WHAT IS NEEDED ->
Extract the lines from the line with "Annotation task: In the image below, draw" to the line with "[77,82,141,131]", including both of those lines, and copy them exactly. Leave the pictures out of your answer.

DATA ROWS ->
·····

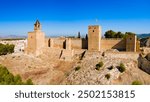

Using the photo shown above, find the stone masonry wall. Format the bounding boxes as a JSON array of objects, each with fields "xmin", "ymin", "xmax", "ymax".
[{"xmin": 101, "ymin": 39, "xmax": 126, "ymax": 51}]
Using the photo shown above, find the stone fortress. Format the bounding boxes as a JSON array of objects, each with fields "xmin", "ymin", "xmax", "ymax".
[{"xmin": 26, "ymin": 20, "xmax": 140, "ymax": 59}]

·····

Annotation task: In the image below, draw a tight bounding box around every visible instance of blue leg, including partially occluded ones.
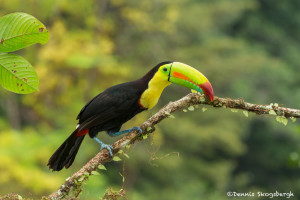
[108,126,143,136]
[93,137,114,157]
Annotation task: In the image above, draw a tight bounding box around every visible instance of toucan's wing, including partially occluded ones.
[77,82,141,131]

·····

ANSWER IN FULL ->
Annotation task: In the image below, draw a tight bounding box around every visible instance of blue leg, including partially occluded ones.
[108,126,143,136]
[93,137,114,157]
Annotation task: In the image above, draw a tight bounding box around every visible instance of toucan's wing, including partially occluded ones.
[77,82,141,131]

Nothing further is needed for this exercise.